[What to produce]
Write every line out verbatim and omit the pictures.

[Records for the task]
<<<<

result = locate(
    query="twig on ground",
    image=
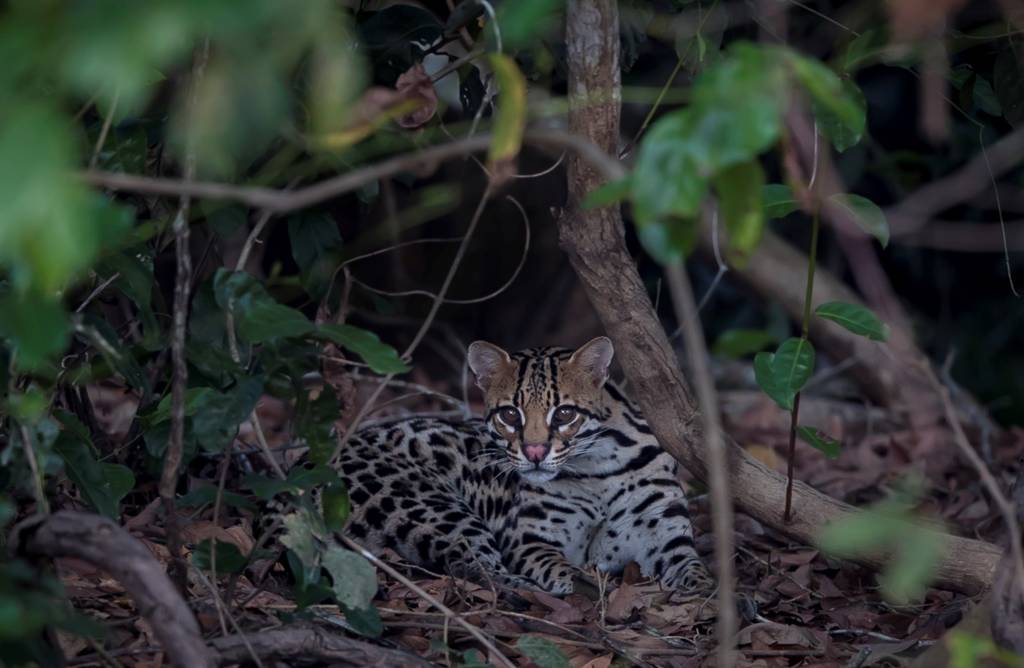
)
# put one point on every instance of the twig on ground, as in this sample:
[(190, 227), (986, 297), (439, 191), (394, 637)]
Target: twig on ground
[(312, 642), (1006, 507), (109, 547), (418, 590), (98, 289), (223, 611), (721, 507), (179, 377)]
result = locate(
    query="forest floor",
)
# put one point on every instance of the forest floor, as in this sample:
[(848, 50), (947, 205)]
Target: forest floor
[(800, 608)]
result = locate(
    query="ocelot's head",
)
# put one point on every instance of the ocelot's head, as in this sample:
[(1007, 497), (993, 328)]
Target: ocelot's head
[(546, 404)]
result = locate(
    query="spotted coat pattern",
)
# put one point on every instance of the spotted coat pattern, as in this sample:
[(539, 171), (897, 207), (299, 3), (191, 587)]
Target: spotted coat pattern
[(461, 497)]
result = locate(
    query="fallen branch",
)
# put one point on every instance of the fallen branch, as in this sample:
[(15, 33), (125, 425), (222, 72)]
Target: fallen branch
[(107, 546), (179, 374), (721, 505), (594, 241), (312, 642)]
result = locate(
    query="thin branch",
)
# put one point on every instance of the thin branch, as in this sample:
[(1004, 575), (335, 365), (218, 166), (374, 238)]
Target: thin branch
[(475, 300), (721, 508), (422, 593), (42, 505), (971, 179), (424, 328), (104, 545), (1006, 507), (179, 379), (104, 130), (99, 288)]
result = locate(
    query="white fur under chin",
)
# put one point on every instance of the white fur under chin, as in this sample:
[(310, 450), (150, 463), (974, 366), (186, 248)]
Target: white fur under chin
[(538, 475)]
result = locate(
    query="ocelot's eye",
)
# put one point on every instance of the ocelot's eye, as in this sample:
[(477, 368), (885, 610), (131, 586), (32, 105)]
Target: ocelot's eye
[(509, 416), (563, 415)]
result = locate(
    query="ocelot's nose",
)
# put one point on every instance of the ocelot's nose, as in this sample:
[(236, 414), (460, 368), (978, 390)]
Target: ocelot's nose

>>>>

[Final answer]
result = locate(
    query="twig on ground",
    image=
)
# put one point on every instance of the twig on ground, as in this sample:
[(190, 227), (986, 297), (439, 191), (394, 637)]
Target: twig on ground
[(312, 642), (1006, 507), (109, 547), (418, 590), (98, 289), (223, 611), (721, 507), (179, 377)]
result = locate(
    query="forest floor",
)
# put one point on every instance of the forest floor, as in this sample:
[(848, 50), (947, 205)]
Target: forest floor
[(800, 608)]
result = locate(
    query="ocelot's head",
)
# put one point on every instance of the ocelot's head, as in this sample:
[(1007, 497), (993, 328)]
Target: ocelot's head
[(546, 404)]
result = locate(
    query="spotted coat pattern",
)
# put one point on every instance of the spotted coat pattern, as in this sample:
[(539, 171), (897, 207), (299, 3), (191, 587)]
Target: spotted coat pattern
[(461, 497)]
result = locate(
    query="fallen branch",
)
# put one point on every instance of the fallen branch, as in this sample:
[(15, 33), (125, 425), (222, 72)]
Target: fallen branch
[(107, 546), (179, 374), (721, 505), (594, 241), (312, 642)]
result = locate(
    query="thin branch",
)
# put one point on every instance of the thin branch, as in this sample:
[(1004, 575), (335, 365), (218, 166), (374, 238)]
Target: thin branch
[(475, 300), (721, 508), (422, 593), (42, 505), (971, 179), (424, 328), (104, 545), (1006, 507), (179, 379), (104, 130), (99, 288)]
result = locate(
    query="white fur under chin",
)
# put one point on every instance of the white fur under chin, as in this sample:
[(310, 450), (150, 463), (974, 366), (186, 248)]
Target: white fur under chin
[(538, 475)]
result = locate(
    query="ocelot's eye",
)
# put one point on every instance of the ocelot's eye, as in this sample:
[(477, 368), (885, 610), (131, 586), (32, 105)]
Target: ocelot's eye
[(509, 416), (563, 415)]
result = locate(
    query="ocelot's nose",
)
# put one point on every instance of the ocelot's nose, as in this sample:
[(236, 414), (460, 368), (978, 390)]
Target: ocelot's nose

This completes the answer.